[Input material]:

--

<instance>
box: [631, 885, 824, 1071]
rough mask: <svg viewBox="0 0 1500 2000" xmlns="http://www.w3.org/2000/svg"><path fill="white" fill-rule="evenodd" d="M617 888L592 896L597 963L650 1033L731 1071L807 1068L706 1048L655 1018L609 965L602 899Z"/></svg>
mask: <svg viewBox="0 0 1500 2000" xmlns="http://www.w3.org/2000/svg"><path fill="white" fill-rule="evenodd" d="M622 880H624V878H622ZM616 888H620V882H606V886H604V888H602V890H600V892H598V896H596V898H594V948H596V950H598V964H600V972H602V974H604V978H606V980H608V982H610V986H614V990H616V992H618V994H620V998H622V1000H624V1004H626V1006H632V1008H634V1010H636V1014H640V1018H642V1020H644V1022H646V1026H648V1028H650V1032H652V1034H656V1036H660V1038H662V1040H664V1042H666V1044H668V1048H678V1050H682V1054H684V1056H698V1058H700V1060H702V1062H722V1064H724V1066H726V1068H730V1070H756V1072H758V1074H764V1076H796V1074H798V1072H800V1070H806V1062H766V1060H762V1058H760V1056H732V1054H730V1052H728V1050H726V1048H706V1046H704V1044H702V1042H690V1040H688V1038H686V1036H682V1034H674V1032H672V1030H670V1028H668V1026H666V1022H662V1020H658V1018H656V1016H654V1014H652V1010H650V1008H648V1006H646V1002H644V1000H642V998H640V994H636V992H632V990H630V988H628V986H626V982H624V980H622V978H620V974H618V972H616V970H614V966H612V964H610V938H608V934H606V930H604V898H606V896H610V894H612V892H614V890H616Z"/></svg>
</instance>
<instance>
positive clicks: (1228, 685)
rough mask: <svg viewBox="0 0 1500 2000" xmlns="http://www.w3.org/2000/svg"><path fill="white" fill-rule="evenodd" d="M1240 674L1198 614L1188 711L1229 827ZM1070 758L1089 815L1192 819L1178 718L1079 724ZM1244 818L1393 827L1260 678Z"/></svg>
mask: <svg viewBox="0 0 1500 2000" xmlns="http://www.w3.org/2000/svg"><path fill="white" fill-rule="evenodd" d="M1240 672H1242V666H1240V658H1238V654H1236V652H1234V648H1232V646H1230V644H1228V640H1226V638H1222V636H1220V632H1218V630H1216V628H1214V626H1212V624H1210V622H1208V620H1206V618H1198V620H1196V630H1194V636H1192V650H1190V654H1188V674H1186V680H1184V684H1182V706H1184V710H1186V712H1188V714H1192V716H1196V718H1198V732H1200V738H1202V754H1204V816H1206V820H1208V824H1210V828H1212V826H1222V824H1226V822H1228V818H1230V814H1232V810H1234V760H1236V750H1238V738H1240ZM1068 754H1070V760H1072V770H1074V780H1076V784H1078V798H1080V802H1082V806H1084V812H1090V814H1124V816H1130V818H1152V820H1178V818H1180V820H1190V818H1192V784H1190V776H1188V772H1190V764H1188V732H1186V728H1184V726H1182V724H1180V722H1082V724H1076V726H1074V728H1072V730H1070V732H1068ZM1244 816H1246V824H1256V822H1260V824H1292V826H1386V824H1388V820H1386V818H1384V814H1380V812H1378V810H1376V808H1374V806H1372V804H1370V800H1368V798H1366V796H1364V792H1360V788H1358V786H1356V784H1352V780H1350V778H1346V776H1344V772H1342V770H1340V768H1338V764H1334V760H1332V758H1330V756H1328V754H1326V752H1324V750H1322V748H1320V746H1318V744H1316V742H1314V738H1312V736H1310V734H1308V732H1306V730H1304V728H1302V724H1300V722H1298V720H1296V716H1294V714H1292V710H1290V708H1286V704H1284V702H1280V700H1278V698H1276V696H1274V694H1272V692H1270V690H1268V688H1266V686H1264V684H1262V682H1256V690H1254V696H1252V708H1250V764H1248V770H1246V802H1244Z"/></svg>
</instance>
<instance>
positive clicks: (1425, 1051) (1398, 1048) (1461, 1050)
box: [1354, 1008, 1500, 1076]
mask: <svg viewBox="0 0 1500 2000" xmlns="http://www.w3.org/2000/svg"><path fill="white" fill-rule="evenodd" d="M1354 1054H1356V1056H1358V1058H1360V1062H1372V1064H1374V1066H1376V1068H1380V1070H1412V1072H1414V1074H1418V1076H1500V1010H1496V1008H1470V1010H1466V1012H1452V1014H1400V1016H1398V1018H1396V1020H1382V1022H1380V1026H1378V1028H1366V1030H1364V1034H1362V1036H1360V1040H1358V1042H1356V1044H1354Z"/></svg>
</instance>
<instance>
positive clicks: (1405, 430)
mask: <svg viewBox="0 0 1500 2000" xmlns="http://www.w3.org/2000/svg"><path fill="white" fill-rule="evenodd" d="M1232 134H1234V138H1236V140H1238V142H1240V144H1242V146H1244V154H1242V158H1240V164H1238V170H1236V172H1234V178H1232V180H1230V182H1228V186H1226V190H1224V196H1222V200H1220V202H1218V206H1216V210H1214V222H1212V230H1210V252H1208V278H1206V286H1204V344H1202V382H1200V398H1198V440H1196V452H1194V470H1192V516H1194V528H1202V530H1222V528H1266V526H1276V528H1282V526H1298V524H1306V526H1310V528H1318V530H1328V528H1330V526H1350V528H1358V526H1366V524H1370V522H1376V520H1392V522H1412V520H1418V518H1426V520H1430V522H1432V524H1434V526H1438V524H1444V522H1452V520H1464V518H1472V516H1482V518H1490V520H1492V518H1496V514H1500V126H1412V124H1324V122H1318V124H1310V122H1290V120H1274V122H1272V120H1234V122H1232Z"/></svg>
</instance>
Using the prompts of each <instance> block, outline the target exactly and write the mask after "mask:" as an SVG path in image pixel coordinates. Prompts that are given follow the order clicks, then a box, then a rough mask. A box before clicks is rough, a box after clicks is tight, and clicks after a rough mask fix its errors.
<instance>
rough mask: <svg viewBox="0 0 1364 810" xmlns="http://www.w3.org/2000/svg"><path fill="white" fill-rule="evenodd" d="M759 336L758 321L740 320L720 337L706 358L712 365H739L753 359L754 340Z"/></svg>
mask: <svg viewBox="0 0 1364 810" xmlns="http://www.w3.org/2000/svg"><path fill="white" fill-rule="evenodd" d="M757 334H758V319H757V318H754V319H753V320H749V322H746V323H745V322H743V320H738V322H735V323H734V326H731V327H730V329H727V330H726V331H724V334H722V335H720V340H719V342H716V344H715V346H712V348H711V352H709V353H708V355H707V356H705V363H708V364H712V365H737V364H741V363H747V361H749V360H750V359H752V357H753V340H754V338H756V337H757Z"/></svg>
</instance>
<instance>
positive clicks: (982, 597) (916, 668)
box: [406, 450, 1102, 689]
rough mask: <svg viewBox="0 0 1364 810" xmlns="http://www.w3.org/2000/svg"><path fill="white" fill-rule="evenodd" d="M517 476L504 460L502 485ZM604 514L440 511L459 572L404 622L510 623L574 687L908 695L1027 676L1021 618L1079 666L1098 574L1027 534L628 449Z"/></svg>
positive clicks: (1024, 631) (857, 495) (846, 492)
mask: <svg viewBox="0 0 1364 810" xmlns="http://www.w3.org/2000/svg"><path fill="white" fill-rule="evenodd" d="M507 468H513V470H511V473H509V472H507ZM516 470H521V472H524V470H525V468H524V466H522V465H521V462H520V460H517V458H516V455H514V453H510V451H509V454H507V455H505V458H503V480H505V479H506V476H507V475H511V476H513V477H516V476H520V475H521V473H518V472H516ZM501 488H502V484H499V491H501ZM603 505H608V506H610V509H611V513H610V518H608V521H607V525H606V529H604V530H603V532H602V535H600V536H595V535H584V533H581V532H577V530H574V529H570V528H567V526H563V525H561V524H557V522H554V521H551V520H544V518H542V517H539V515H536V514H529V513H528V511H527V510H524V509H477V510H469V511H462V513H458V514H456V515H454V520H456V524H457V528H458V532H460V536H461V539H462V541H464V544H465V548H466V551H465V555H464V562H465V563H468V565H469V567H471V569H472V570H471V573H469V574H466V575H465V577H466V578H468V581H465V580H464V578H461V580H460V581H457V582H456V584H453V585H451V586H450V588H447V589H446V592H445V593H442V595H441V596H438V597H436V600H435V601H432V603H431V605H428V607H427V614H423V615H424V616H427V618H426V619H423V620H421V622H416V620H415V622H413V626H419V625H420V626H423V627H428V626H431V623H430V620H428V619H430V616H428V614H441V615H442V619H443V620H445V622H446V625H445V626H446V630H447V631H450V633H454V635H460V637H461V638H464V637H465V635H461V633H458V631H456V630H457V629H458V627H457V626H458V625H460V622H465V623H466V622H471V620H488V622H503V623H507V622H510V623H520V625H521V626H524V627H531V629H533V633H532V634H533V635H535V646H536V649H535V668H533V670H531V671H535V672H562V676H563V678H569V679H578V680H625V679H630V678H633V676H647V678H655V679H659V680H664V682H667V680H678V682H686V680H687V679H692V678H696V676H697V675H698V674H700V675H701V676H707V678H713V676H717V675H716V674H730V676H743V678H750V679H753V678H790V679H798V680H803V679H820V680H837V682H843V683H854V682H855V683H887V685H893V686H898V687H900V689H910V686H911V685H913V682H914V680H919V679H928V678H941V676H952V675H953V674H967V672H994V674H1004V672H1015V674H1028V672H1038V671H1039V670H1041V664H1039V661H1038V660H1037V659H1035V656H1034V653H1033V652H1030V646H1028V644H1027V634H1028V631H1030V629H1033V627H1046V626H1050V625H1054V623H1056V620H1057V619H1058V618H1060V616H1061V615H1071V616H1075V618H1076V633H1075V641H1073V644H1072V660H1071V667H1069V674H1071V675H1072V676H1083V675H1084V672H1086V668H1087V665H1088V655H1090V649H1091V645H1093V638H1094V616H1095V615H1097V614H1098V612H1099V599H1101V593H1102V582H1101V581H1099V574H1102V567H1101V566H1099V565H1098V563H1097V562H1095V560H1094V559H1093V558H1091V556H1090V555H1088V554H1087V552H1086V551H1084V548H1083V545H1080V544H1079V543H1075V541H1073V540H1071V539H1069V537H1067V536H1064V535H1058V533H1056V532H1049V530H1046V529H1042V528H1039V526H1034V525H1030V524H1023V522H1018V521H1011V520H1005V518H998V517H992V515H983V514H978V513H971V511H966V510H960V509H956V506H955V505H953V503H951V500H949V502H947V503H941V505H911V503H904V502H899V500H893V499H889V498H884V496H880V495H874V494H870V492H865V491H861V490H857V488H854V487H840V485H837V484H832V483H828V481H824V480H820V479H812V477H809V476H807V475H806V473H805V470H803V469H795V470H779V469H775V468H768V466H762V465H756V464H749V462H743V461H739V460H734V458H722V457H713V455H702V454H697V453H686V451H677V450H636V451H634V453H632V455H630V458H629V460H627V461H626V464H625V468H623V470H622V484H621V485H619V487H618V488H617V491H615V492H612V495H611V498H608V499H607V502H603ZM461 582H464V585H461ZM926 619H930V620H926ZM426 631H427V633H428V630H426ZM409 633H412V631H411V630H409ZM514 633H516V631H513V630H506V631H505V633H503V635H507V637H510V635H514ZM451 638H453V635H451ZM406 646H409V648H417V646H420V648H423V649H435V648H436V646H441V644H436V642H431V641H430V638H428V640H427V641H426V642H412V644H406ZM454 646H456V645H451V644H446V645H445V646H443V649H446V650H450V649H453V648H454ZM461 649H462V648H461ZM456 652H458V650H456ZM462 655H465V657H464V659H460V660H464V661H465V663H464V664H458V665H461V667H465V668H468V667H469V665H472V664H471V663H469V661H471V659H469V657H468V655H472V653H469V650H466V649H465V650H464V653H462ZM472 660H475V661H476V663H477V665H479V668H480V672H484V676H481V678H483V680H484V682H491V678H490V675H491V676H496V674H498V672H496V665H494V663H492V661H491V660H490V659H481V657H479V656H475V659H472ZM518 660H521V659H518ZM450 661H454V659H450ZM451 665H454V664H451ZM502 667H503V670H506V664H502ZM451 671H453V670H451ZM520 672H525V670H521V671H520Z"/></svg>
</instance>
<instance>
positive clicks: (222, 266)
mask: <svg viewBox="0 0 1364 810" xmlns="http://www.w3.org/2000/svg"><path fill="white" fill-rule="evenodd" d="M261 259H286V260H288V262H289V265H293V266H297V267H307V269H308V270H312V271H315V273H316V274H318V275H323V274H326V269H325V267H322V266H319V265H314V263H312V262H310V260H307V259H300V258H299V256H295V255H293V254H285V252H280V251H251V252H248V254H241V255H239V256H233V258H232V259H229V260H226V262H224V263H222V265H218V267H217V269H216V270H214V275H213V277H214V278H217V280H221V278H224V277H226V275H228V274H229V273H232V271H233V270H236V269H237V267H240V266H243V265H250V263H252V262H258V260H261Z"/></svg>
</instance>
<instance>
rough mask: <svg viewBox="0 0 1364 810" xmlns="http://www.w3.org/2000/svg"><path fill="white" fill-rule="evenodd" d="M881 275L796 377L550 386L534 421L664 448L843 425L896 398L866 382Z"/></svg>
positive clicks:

--

[Aim of the task]:
Could you reproduce the lines above, from the one that holds "275L796 377L550 386L534" through the last, exactly as they stand?

[Reply to the exercise]:
rough mask: <svg viewBox="0 0 1364 810" xmlns="http://www.w3.org/2000/svg"><path fill="white" fill-rule="evenodd" d="M881 275L796 377L550 386L534 421L664 448L843 425L896 398L866 382Z"/></svg>
positive clicks:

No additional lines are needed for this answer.